Records of labeled boxes:
>>>

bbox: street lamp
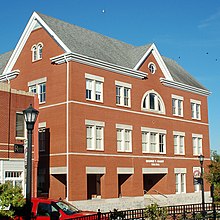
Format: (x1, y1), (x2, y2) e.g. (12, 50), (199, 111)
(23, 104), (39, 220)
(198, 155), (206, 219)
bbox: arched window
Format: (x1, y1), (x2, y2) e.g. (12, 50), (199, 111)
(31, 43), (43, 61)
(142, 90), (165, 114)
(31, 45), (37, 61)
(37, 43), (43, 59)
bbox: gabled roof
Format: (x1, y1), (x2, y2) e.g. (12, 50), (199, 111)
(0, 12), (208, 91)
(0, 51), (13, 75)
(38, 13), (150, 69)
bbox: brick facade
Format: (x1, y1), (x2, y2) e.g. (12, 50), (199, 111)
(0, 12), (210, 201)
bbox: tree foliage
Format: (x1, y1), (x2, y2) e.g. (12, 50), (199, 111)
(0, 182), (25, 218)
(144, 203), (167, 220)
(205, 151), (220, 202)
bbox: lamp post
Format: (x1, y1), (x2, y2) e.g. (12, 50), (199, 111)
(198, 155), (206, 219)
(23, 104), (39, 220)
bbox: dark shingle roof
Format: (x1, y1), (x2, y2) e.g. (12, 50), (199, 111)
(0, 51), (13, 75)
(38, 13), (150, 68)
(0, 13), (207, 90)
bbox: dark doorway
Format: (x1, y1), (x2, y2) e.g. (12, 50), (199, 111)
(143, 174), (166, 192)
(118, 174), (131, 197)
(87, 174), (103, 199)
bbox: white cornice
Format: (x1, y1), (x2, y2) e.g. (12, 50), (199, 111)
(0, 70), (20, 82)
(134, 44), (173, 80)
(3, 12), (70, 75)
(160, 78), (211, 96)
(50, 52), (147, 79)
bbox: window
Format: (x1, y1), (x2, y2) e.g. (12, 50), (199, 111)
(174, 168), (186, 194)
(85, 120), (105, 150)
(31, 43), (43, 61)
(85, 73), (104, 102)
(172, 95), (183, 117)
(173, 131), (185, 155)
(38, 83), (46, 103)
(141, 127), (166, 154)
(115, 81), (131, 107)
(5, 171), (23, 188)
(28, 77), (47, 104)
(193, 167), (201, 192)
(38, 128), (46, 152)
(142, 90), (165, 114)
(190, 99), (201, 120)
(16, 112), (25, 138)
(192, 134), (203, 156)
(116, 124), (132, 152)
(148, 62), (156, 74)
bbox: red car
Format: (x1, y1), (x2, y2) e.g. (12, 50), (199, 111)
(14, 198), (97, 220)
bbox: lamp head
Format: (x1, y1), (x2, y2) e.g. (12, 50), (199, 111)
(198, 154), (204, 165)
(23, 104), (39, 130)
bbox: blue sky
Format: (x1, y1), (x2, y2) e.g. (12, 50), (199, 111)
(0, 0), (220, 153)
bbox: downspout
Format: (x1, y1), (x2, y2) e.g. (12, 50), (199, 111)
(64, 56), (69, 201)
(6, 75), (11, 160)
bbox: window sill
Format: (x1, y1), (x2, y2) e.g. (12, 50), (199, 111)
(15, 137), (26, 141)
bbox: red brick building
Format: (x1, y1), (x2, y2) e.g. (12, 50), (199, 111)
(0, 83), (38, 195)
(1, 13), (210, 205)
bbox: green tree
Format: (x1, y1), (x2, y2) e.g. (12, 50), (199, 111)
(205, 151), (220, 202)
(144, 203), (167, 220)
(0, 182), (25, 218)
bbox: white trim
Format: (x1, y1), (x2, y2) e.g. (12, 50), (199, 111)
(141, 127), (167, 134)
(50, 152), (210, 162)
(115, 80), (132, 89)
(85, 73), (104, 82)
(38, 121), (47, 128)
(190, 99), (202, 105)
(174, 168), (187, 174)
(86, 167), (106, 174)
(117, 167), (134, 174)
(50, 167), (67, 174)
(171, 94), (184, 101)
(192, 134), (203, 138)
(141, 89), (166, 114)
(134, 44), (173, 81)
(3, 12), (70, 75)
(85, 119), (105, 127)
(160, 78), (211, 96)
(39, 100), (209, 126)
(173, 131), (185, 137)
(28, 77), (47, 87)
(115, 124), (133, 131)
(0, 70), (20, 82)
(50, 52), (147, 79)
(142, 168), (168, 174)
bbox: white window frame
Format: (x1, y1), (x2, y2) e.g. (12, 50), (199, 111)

<<<
>>>

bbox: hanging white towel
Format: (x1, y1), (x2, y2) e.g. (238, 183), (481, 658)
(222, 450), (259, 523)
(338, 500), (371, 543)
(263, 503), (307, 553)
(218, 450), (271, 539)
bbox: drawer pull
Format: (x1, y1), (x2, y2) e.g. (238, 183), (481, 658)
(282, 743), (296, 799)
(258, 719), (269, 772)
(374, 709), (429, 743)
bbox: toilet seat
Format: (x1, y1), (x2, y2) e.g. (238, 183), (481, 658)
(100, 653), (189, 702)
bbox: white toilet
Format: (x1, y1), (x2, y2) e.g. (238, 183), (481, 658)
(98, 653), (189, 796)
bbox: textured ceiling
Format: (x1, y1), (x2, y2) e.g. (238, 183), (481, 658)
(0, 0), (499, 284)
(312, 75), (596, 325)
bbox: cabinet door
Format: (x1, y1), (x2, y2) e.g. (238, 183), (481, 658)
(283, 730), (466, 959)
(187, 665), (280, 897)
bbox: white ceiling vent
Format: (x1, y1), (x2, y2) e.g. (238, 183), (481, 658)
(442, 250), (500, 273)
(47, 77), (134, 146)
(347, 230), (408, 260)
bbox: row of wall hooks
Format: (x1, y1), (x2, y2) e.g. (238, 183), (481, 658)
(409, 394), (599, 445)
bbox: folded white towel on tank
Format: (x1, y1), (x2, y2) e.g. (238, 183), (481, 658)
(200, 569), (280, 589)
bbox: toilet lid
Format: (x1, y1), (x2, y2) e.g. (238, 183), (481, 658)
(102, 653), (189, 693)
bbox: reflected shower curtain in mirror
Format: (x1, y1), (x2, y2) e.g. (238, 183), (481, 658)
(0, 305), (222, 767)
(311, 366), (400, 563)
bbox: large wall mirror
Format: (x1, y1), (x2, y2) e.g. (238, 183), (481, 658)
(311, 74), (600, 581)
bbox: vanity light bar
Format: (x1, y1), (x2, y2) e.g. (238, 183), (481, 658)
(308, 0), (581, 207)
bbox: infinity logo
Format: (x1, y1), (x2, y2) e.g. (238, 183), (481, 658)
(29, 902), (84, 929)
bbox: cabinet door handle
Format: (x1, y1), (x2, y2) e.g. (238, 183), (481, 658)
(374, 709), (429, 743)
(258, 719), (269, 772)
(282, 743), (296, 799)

<<<

### Task goal
Change "doorway" to "entryway" in the rows from the line with "bbox: dark doorway" to the line with "(87, 174), (103, 199)", and write out only those lines, leaving everything else in them as it is.

### Result below
bbox: dark entryway
Format: (x1, y1), (x2, y2) e.g. (12, 50), (199, 111)
(143, 174), (166, 192)
(118, 174), (131, 197)
(87, 174), (103, 199)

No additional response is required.